◆ Exercise directions ◆
Copy out word for word the lines of the records from the line with "Provide the mask of every instance of the patch" up to and including the line with "Target: patch of snow".

◆ Dataset content ◆
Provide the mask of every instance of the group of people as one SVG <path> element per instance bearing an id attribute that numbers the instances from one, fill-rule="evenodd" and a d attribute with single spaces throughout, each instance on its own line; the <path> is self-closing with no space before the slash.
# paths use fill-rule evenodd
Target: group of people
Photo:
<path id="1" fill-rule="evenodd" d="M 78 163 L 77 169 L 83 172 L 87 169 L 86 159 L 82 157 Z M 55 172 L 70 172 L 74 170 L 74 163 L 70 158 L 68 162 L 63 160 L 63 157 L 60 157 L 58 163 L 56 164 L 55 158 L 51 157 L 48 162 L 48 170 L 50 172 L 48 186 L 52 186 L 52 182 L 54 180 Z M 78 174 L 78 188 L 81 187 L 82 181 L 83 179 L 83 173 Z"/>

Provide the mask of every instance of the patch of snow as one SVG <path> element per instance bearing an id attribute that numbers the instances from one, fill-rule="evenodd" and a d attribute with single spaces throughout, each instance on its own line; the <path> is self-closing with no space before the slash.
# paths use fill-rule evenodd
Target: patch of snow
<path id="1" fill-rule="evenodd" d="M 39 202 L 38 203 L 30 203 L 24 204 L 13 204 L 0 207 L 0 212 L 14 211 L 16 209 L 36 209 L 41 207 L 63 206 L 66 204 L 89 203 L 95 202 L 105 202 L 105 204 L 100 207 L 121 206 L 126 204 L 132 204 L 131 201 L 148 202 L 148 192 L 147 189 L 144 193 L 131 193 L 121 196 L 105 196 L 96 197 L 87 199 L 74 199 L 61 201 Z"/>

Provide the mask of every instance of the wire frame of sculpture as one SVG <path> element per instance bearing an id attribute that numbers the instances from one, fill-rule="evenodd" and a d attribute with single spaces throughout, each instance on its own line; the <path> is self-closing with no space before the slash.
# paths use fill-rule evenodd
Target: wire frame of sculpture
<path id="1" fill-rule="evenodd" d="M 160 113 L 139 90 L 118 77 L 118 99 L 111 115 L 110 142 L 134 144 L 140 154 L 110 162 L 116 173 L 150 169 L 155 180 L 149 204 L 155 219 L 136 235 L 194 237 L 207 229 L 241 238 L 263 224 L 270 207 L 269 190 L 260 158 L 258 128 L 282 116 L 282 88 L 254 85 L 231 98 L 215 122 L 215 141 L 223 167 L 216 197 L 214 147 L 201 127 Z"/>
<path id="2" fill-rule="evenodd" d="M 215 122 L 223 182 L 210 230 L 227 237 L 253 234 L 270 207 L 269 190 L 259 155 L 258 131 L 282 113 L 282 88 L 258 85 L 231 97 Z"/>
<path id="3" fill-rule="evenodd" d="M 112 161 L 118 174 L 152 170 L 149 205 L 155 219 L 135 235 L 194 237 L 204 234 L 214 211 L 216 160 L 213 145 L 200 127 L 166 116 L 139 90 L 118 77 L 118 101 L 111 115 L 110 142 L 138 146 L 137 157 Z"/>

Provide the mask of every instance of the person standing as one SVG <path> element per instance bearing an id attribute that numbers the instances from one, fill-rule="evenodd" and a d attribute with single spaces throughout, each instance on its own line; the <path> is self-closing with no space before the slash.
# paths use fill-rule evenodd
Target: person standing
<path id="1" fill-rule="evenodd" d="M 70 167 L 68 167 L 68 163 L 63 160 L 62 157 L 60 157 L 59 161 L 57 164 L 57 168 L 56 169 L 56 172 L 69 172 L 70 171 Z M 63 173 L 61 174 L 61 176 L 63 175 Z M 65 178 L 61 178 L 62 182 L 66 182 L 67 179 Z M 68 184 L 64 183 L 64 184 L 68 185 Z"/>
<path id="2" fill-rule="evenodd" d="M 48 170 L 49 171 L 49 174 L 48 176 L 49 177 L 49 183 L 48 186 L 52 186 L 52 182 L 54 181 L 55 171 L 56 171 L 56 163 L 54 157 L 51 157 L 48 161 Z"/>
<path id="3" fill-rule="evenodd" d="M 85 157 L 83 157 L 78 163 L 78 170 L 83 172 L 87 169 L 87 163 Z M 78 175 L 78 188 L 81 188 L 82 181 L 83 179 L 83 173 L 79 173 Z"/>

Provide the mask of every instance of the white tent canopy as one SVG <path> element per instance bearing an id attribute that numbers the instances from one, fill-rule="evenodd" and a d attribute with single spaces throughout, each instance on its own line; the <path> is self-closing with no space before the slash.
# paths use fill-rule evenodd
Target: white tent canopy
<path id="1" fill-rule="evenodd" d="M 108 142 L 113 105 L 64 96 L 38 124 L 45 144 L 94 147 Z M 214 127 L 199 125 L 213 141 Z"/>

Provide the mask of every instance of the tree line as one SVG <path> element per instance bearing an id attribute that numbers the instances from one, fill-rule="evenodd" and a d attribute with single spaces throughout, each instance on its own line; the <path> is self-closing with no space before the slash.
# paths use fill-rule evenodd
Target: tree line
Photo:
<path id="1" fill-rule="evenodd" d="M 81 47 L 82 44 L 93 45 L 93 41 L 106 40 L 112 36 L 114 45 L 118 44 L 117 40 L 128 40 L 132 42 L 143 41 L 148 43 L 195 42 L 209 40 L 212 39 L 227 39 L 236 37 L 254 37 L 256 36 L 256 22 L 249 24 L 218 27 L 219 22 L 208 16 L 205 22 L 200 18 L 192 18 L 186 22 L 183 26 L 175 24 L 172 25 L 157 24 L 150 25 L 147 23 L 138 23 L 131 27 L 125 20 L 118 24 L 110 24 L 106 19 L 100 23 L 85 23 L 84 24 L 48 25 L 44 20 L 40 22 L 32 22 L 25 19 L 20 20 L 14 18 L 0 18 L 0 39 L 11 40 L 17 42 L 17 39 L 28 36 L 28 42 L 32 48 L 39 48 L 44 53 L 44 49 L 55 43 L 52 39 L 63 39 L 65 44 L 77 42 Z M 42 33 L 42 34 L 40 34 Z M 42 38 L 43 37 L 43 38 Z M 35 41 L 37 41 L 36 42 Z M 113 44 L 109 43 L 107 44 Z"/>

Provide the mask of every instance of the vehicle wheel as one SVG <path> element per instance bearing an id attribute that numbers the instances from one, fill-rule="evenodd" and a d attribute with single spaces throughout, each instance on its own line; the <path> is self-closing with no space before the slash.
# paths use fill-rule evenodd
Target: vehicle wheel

◆ Output for this task ◆
Provide the mask of every instance of the patch of snow as one SVG <path> element per instance bearing an id attribute that numbers the instances from one, fill-rule="evenodd" and a d attribute with single spaces throughout, each instance on its own line; the <path> is self-closing with no space before the slash.
# paths use fill-rule evenodd
Target: patch of snow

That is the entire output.